SOURCE TEXT:
◆ ◆ ◆

Maria Flores and Vanessa Foreman pleaded guilty to conspiracy to defraud the U.S. government on Thursday in El Paso’s U.S. District Court before Senior Judge David Briones. The two initially appeared in court on Tuesday where U.S. Magistrate Judge Miguel A. Torres set their individual bonds at $10,000, the El Paso Times reported.

Flores, 61, a Priority Schools Division Director from 2006 to 2009, oversaw the district’s Bowie High School. She later served as an associate superintendent of elementary schools and retired in 2012. Flores was named in the Texas Education Agency’s (TEA) 2014 petition filed against 11 education professionals purportedly involved in the El Paso ISD test cheating scandal.

Authorities accused Flores of falsifying and directing others to falsify attendance records vital to reporting under the federal No Child Left Behind (NCLB) Act. She participated in a scheme to promote and/or retain Bowie students to circumvent taking the then end-of-year Texas Assessment of Knowledge & Skills (TAKS), also used for federal accountability.

Flores authorized credit recovery courses called “minimesters,” abbreviated semesters that allowed students to make up credits but they did not meet Texas education standards. She also manipulated the Low English Proficient (LEP) and Special Education populations by removing students from these subgroups. The altered data appeared below the number required for federal measurement, according to the petition.

Foreman, 48, was a director of the Priority Schools Division assigned to oversee the district’s Jefferson High. She later served as Title I schools director. In June 2013, she was fired. The El Paso Times reported authorities accused Foreman of directing a high school administrator to reclassify 10th grade at-risk, poorly performing, and LEP students as freshman and juniors to avoid the sophomore year taken TAKS test. Foreman allegedly directed Jefferson personnel to conduct “minimesters” so students could graduate from high school.

◆ ◆ ◆

DATA:
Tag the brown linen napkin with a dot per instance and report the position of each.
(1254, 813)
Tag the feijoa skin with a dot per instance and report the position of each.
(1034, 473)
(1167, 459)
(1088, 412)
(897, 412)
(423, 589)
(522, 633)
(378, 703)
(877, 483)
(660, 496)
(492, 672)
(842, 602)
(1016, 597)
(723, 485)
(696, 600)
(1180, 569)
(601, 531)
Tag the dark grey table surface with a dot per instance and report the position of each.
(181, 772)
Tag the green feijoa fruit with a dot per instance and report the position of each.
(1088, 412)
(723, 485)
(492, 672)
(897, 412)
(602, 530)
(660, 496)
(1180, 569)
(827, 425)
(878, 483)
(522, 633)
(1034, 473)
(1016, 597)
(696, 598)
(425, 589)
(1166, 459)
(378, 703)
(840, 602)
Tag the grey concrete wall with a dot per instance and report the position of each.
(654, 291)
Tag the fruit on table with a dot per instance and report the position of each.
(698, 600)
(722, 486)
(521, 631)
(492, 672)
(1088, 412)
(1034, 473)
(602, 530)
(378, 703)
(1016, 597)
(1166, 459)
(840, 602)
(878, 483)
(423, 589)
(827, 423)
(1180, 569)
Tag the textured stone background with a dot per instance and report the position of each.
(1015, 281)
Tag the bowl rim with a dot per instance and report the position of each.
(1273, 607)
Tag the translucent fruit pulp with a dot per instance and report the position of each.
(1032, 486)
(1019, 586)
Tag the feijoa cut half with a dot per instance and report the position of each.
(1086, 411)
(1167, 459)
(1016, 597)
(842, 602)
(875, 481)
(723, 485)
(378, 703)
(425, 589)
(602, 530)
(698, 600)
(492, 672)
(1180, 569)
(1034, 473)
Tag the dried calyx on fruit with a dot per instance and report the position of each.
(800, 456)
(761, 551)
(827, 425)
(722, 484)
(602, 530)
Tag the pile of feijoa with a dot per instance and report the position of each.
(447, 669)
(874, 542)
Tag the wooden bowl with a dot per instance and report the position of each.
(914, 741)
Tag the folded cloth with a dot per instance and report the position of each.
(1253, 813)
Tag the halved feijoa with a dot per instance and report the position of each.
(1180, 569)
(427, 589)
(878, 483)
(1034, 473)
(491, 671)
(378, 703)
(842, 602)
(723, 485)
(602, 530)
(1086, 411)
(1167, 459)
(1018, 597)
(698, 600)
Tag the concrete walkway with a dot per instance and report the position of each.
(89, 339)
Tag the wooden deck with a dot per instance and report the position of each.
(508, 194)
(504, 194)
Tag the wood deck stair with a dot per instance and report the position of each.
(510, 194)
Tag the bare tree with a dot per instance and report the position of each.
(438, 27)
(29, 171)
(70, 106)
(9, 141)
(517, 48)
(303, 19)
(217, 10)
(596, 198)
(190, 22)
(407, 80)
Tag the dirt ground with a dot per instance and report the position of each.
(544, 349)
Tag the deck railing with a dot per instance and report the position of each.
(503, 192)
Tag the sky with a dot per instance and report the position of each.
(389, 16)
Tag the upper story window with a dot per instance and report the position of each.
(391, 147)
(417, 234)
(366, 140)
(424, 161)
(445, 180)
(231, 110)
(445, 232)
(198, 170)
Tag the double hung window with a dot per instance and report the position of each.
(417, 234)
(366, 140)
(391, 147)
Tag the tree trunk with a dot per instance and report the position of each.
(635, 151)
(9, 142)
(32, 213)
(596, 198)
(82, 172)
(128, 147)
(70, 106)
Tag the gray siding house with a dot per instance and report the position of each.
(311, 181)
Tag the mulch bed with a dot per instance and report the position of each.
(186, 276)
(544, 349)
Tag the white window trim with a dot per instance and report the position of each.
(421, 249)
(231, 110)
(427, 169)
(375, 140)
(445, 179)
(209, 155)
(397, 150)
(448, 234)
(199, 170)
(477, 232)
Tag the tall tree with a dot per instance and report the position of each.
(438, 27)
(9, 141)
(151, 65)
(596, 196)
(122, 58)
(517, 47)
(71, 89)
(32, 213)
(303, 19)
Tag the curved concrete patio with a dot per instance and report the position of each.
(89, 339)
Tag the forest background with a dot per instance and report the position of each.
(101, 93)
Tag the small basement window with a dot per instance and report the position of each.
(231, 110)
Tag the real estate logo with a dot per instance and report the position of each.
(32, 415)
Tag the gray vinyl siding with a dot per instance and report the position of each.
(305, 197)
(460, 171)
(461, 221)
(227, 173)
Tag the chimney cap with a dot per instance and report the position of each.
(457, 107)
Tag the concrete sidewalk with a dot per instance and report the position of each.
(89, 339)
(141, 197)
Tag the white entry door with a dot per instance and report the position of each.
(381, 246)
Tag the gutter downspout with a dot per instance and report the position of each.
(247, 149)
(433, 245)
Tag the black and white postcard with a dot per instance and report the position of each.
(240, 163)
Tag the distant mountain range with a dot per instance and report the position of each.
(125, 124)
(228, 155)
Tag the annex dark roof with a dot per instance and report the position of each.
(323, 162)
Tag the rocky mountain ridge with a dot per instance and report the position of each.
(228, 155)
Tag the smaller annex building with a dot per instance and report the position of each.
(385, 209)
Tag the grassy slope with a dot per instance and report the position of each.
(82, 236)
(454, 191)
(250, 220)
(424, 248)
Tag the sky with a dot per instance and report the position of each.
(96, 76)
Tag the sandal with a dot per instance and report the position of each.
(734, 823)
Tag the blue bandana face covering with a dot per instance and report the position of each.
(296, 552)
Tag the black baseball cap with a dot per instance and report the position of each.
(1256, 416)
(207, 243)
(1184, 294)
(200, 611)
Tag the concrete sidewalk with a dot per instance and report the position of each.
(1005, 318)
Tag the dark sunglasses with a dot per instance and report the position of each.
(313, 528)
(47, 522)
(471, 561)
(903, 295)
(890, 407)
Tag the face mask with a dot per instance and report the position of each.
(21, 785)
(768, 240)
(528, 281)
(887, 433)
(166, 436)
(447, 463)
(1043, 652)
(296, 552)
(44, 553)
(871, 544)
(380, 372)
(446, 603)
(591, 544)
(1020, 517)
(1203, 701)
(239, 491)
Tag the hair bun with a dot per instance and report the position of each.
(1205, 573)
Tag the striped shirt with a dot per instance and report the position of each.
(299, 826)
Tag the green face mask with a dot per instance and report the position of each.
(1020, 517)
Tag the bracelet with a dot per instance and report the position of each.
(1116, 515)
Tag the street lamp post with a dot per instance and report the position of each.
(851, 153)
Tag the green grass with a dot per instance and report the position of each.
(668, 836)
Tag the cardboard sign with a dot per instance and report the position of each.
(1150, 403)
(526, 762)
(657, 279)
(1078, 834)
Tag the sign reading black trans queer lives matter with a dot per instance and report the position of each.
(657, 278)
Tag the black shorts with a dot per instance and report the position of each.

◆ ◆ ◆

GOAL: Reproduce the stretch of the El Paso cheating article from "Flores authorized credit" through "to the petition." word for word. The records have no connection to the text.

REPLY:
Flores authorized credit recovery courses called “minimesters,” abbreviated semesters that allowed students to make up credits but they did not meet Texas education standards. She also manipulated the Low English Proficient (LEP) and Special Education populations by removing students from these subgroups. The altered data appeared below the number required for federal measurement, according to the petition.